[[ Extracted entries open ]]

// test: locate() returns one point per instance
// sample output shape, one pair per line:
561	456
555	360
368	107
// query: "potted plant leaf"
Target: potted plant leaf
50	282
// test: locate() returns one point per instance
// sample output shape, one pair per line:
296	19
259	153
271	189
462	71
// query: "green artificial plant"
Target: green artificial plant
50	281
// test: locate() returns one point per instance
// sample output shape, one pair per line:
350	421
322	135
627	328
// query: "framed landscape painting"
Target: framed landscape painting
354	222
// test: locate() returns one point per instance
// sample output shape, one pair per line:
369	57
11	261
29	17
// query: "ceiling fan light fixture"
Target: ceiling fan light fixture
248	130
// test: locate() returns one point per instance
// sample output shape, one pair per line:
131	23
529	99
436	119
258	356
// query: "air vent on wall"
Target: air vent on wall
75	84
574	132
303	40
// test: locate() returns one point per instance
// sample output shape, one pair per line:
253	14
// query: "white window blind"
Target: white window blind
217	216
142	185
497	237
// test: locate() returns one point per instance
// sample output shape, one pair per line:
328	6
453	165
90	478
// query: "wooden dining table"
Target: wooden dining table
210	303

[[ Extracted entries closed ]]

> Task to carry out: Repeat the lines above with every word intact.

> Task output:
// test: locate() returns one point per instance
// sample output shape, one pair per line:
561	456
555	360
368	107
// query: "potted plant leaf"
Target: potted plant leaf
50	282
// test: locate() returns one point per instance
// sample output shape, one pair per line:
296	19
259	153
271	189
462	71
// query: "green artificial plant"
Target: green artificial plant
50	281
// test: locate() returns one point per instance
// sample output shape, one pair per line:
350	421
322	135
627	328
// query: "framed landscape painting"
Target: framed landscape painting
354	222
// test: locate() returns one point per instance
// sample output shape, one pair per line:
369	57
11	261
29	17
// query: "ceiling fan light fixture"
Target: ceiling fan light fixture
248	130
// test: locate() returns one point per instance
// sample output shape, one pair per line:
131	23
529	99
436	119
258	356
// query: "air vent on wall"
Target: air vent on wall
75	84
574	132
303	40
// test: locate() returns one point per instance
// sample output shape, one pair per line:
253	14
// query: "white window blind"
Target: white window blind
217	216
142	185
497	237
// test: locate() returns one point per instance
// sample output shape, one pair per line:
328	6
453	165
90	478
// query: "wooden dining table"
Target: wooden dining table
210	303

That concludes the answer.